-- Opening Marker --

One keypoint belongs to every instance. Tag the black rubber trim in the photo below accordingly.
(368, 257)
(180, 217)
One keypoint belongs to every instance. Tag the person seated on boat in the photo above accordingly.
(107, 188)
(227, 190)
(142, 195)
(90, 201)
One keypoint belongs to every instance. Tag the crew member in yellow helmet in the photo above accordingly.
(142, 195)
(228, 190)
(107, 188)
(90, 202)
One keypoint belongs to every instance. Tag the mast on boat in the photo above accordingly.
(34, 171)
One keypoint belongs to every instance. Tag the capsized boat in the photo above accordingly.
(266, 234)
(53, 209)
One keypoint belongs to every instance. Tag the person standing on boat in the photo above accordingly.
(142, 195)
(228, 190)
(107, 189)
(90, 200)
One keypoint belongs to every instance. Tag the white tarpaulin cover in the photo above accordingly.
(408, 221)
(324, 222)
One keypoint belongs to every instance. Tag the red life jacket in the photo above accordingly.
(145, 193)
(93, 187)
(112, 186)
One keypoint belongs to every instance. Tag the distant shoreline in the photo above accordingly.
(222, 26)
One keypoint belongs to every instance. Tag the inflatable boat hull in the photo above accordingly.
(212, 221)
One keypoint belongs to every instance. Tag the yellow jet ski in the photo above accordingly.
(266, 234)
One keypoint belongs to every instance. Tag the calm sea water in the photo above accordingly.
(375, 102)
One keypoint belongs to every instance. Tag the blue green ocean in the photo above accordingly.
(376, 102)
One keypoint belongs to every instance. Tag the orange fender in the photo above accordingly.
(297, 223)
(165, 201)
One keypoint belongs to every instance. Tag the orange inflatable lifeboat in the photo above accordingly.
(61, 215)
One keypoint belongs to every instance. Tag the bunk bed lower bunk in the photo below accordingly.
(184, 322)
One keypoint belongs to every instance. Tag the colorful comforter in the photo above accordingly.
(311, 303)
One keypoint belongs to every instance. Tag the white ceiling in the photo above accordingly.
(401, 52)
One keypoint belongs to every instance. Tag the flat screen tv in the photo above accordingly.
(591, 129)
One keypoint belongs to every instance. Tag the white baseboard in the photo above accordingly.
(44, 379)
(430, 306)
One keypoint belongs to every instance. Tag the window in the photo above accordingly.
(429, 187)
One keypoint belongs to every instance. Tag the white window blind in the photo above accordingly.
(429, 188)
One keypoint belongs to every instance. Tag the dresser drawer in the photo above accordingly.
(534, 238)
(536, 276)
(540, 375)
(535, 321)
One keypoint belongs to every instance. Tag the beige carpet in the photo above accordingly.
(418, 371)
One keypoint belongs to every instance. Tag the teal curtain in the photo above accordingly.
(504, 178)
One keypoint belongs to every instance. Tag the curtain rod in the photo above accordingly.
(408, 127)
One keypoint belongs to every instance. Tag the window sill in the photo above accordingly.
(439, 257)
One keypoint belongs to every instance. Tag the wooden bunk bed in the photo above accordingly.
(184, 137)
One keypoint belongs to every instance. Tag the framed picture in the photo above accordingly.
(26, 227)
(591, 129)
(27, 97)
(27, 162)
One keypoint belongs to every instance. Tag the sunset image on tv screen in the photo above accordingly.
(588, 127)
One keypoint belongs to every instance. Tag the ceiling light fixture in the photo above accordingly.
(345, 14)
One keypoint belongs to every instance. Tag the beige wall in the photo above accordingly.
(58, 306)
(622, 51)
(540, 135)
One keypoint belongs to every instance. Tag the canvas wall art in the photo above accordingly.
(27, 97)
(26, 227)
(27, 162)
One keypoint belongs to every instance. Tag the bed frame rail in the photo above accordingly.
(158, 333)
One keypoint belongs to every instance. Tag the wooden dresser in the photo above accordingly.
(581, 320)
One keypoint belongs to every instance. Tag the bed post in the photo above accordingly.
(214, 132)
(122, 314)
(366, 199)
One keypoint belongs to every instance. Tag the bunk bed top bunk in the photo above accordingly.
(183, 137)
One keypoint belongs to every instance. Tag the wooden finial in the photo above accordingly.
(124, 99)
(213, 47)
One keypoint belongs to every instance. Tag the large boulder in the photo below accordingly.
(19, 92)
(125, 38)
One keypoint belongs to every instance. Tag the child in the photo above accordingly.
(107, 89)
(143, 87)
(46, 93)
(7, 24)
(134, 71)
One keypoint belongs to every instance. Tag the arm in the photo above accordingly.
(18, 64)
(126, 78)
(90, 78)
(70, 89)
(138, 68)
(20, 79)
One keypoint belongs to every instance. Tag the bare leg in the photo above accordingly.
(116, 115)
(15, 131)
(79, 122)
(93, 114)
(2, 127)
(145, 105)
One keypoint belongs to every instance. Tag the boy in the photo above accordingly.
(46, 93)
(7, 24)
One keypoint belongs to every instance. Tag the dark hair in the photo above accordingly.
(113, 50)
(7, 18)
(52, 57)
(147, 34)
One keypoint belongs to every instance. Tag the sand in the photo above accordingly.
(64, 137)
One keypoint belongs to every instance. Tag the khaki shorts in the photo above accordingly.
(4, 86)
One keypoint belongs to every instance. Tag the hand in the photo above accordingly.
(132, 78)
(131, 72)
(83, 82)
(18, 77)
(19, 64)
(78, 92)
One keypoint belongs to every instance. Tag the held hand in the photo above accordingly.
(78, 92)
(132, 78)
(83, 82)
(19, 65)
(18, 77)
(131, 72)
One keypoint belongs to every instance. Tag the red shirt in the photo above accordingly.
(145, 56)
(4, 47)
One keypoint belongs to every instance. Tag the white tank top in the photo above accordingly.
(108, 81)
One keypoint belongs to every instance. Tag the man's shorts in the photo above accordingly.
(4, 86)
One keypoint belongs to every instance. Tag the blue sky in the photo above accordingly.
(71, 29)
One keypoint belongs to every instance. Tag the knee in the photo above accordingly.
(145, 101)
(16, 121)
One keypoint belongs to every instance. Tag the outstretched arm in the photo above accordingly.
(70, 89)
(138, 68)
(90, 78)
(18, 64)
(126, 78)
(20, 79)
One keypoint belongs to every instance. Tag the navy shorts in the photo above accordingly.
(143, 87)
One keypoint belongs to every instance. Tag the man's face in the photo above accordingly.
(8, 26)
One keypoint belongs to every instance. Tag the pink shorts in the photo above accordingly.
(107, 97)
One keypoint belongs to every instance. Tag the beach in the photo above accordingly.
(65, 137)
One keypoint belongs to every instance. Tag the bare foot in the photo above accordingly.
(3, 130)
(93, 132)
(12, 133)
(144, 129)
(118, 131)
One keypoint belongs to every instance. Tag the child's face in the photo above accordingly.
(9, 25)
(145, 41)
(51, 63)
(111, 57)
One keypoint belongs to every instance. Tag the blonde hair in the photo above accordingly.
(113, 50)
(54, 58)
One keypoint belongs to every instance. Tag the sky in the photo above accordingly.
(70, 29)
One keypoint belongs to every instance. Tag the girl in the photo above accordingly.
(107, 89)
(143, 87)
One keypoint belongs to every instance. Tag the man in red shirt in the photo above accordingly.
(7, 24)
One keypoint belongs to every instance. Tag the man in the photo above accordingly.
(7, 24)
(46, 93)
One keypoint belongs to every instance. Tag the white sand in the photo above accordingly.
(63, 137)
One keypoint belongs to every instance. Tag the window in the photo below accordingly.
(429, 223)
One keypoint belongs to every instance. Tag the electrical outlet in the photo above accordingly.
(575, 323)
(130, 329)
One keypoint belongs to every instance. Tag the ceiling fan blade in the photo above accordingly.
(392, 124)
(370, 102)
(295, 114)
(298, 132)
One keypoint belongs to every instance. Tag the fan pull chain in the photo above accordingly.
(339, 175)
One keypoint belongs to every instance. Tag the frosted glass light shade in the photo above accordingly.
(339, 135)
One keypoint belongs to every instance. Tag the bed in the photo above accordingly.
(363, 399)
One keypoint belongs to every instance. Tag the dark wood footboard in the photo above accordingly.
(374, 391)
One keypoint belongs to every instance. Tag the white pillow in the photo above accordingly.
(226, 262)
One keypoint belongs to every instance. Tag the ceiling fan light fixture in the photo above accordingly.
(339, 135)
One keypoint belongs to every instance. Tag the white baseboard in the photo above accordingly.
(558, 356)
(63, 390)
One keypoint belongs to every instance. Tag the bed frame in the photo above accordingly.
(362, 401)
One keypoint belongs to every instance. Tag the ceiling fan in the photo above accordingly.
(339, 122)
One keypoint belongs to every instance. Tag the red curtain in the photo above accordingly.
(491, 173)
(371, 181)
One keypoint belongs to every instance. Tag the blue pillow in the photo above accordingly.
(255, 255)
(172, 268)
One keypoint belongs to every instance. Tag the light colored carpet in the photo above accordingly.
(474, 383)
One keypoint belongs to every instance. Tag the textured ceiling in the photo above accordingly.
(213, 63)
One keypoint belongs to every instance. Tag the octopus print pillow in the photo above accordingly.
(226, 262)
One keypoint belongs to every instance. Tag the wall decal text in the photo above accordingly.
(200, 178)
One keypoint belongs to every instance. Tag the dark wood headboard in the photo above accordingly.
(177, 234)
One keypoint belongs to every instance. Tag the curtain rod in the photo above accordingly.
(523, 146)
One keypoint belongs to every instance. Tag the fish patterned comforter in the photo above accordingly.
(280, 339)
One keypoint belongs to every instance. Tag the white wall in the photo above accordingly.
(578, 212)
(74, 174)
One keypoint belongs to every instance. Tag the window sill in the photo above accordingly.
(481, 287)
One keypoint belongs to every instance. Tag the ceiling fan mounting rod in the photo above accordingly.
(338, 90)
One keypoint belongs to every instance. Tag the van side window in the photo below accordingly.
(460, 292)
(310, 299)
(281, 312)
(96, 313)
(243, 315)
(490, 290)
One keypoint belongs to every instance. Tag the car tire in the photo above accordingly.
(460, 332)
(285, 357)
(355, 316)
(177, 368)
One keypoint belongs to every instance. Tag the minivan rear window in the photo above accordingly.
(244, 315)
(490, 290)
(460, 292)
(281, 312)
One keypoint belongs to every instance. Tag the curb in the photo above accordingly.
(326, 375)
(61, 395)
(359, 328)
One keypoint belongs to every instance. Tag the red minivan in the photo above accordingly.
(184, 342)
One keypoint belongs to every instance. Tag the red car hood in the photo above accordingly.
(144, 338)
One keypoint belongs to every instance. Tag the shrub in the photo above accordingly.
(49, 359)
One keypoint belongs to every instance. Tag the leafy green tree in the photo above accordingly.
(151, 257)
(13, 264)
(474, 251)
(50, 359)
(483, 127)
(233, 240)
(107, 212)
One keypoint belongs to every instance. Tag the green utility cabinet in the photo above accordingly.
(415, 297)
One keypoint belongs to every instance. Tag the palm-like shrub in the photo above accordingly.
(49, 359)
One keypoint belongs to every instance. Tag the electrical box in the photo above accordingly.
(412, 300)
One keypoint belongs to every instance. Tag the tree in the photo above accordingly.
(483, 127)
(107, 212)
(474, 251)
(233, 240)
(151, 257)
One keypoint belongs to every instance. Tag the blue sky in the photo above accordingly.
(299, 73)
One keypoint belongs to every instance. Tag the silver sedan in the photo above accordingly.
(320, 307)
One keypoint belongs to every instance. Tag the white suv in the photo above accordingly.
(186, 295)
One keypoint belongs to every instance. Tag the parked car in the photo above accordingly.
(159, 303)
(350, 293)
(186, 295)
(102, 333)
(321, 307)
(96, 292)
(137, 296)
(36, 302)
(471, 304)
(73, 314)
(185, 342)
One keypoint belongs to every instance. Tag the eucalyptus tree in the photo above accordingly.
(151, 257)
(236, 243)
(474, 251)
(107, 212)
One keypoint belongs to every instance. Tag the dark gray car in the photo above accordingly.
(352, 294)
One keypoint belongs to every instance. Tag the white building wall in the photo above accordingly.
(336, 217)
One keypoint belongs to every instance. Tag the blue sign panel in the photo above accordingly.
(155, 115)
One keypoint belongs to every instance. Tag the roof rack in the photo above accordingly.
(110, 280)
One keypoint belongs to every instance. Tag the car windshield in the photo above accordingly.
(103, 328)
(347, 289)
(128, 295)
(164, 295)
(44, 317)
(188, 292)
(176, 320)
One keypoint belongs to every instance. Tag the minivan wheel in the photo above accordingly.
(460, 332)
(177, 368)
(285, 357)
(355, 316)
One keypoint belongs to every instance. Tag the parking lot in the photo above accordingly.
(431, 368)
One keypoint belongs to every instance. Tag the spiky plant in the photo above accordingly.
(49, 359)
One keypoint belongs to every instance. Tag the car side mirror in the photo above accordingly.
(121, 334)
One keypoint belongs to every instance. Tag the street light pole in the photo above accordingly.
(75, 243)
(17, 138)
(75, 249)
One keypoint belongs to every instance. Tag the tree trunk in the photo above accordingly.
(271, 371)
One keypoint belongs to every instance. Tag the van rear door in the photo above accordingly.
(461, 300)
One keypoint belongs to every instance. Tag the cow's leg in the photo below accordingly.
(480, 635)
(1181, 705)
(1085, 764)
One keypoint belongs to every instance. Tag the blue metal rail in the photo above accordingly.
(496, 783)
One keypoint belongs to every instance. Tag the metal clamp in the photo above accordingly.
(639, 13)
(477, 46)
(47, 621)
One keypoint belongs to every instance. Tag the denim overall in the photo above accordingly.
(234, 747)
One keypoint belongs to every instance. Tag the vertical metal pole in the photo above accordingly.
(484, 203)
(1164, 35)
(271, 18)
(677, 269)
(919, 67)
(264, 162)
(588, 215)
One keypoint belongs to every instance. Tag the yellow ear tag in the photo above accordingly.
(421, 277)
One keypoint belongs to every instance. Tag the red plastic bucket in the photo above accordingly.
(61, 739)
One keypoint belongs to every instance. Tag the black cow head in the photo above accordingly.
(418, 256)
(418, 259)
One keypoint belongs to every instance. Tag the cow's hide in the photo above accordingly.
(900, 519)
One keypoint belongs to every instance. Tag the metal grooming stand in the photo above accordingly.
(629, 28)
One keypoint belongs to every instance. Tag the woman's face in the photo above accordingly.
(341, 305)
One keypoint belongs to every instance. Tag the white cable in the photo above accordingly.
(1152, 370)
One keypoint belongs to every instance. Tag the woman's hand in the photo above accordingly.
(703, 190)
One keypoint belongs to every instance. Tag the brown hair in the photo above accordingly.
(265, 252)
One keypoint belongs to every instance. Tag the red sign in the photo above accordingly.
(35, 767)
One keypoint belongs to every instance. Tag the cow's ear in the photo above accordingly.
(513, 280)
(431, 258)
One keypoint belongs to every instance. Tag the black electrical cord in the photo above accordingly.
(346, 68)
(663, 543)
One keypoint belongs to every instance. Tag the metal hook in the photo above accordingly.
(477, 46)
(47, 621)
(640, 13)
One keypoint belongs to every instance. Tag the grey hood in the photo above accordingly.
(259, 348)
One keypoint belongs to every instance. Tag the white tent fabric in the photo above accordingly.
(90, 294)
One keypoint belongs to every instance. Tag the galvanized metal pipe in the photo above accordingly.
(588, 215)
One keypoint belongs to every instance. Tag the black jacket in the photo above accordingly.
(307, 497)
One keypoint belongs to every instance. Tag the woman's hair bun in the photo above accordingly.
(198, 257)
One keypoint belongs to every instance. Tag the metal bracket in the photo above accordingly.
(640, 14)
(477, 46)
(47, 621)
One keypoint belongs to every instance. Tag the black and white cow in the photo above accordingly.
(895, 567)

-- Closing Marker --

Exercise instructions
Write out the lines of the listing from the one with "One keypoint belongs to every instance. Tag the grey" to the very end, inclusive, exactly as they appear and with nothing added.

Task answer
One keypoint belongs to every instance. Tag the grey hood in the photo above accordingly.
(259, 348)
One keypoint belongs to every instance. Tag the white tent fabric in the photo above accordingly.
(90, 294)
One keypoint belongs to every instance. Tag the galvanized metal pipe in the photo above accordingly.
(588, 215)
One keypoint belongs to every instance. Tag the black jacket in the photo above accordingly.
(307, 497)
One keypoint belongs to every instance. Tag the woman's hair bun in the photo above accordingly.
(198, 257)
One keypoint belongs to every instance. Tag the metal bracket in the photo above accordingly.
(640, 14)
(477, 46)
(47, 621)
One keypoint belongs to every instance. Tag the black and white cow in the photo above accordingly.
(895, 567)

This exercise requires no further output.